Recorded data:
+-------+
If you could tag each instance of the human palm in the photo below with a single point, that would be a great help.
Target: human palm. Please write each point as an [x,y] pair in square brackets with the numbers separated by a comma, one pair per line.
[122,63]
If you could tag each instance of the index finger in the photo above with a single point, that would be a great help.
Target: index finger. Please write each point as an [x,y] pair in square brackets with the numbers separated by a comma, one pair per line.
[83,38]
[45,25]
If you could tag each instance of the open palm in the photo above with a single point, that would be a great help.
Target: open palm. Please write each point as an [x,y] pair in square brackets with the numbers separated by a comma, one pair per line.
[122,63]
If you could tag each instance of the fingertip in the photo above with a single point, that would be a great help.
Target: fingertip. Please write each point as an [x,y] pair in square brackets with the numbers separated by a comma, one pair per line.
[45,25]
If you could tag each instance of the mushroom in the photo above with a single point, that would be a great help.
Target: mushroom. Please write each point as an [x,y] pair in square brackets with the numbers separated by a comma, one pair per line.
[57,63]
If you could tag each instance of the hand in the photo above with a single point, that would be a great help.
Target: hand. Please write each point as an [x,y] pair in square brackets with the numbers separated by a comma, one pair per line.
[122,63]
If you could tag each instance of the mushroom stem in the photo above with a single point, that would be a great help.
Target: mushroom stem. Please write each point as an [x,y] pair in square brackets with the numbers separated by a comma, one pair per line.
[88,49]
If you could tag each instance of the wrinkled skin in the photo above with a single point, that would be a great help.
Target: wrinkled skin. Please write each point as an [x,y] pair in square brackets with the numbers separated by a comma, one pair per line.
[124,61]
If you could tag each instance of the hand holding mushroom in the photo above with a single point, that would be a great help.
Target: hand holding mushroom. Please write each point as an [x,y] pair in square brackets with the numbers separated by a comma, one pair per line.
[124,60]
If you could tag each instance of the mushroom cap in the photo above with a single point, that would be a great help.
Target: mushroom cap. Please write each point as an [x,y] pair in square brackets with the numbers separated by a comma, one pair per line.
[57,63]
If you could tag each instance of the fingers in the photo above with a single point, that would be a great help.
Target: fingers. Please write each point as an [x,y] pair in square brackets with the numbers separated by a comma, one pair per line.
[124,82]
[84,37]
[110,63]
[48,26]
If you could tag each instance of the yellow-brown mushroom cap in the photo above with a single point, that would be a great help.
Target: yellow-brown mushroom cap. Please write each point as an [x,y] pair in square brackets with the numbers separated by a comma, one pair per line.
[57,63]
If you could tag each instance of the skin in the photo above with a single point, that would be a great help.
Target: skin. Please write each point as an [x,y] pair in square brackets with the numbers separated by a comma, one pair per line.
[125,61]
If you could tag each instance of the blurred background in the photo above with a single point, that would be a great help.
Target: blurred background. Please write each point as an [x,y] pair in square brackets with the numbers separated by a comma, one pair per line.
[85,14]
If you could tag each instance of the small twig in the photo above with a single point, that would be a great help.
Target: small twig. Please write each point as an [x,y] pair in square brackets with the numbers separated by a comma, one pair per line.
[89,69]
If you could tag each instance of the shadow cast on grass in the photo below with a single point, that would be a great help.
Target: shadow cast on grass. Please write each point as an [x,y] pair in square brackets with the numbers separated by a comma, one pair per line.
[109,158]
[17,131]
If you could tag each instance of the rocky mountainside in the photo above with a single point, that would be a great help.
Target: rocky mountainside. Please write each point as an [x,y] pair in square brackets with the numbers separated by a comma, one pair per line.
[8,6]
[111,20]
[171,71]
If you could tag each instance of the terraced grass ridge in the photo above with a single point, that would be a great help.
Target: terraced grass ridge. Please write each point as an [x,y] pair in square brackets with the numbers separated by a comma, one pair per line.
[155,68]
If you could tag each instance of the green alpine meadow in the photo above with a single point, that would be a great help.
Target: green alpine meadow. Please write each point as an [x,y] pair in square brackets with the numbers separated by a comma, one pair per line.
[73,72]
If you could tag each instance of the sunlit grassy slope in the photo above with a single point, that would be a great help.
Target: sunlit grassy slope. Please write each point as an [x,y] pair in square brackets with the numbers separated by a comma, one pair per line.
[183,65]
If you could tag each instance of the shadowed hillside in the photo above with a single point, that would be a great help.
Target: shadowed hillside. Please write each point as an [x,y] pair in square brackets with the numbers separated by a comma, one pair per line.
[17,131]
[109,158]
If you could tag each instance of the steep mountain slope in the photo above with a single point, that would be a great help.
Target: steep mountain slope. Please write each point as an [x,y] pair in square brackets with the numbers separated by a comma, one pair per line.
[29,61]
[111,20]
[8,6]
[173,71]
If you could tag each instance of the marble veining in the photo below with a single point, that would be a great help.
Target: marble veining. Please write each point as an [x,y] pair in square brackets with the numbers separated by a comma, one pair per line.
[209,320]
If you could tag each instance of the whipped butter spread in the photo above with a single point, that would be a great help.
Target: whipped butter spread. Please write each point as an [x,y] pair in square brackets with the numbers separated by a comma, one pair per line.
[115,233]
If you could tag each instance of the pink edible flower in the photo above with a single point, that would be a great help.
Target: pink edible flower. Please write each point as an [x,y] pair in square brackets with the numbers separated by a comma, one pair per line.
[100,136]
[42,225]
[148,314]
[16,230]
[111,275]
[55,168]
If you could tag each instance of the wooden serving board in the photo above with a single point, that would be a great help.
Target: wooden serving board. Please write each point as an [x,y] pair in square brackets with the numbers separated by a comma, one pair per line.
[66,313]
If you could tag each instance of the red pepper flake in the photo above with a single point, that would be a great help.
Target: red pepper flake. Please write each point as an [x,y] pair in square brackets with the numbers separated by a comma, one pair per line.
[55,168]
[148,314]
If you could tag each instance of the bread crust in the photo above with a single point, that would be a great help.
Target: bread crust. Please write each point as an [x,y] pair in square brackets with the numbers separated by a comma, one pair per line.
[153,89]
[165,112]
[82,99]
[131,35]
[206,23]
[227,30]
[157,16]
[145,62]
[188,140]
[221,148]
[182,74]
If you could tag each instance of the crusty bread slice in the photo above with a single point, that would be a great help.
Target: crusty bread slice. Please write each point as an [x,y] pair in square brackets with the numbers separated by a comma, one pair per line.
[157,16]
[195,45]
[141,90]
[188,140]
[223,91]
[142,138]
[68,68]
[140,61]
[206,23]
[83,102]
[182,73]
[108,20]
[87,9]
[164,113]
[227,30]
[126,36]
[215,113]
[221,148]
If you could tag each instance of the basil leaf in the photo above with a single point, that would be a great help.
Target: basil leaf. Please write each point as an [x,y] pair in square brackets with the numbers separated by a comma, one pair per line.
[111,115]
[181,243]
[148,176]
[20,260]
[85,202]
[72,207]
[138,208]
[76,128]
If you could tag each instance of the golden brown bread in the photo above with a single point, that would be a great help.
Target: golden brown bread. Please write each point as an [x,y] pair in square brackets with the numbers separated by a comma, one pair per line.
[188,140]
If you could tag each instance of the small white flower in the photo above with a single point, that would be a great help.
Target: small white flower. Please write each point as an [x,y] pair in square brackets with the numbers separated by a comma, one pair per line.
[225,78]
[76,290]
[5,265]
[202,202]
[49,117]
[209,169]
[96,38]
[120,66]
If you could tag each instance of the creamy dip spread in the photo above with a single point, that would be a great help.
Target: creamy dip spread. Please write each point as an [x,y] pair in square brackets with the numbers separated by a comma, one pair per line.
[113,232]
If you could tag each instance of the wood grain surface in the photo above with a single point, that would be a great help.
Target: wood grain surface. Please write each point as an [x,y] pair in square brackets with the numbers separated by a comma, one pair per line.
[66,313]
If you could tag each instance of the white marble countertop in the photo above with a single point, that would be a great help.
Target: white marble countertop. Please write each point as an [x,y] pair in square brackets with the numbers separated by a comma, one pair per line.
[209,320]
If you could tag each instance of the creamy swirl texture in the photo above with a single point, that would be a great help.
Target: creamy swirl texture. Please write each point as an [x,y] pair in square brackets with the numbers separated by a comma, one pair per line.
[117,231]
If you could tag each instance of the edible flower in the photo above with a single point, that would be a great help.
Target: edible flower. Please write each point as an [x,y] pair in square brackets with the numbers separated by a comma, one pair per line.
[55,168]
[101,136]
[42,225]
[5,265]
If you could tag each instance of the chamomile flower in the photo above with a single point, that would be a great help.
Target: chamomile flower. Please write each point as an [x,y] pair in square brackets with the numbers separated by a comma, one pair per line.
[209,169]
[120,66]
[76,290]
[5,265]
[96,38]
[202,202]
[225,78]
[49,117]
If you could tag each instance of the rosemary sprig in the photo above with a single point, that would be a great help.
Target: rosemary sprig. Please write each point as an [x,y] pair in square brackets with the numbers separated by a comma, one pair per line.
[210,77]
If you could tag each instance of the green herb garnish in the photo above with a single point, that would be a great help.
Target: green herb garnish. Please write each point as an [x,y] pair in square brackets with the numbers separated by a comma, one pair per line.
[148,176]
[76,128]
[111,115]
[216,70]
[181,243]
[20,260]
+-------+
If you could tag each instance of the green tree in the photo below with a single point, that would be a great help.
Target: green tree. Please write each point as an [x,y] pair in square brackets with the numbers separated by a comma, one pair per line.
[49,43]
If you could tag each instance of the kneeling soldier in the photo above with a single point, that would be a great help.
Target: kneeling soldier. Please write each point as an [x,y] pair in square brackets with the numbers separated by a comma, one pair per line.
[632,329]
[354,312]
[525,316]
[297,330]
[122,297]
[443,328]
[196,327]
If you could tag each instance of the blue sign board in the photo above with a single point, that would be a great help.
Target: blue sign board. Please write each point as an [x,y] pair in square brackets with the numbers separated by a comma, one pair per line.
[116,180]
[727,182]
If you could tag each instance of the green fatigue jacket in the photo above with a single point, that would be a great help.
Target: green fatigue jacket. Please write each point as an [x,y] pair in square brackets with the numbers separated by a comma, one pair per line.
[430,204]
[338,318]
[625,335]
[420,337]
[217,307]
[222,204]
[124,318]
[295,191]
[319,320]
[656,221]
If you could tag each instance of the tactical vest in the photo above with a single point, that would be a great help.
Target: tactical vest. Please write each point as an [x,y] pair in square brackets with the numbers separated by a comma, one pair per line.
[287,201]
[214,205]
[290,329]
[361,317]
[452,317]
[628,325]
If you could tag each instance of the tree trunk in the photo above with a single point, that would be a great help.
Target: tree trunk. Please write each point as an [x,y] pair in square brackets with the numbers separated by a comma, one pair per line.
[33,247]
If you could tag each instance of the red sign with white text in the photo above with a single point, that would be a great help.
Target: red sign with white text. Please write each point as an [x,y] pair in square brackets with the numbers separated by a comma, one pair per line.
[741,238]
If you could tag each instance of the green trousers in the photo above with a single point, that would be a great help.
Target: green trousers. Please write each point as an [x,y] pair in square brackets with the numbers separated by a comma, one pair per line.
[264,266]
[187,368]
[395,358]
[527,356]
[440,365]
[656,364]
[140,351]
+-------+
Aim: Pull out every line of the entries above that contains the string "cast", treating uppercase and lowercase letters as different.

Correct result:
If you could tag each instance of the shadow cast on grass in the photo below with a single point, that would be a great help.
Target: shadow cast on grass. Please write each point as an [x,y] pair in square brackets with the numbers separated by a comma, one pair per line.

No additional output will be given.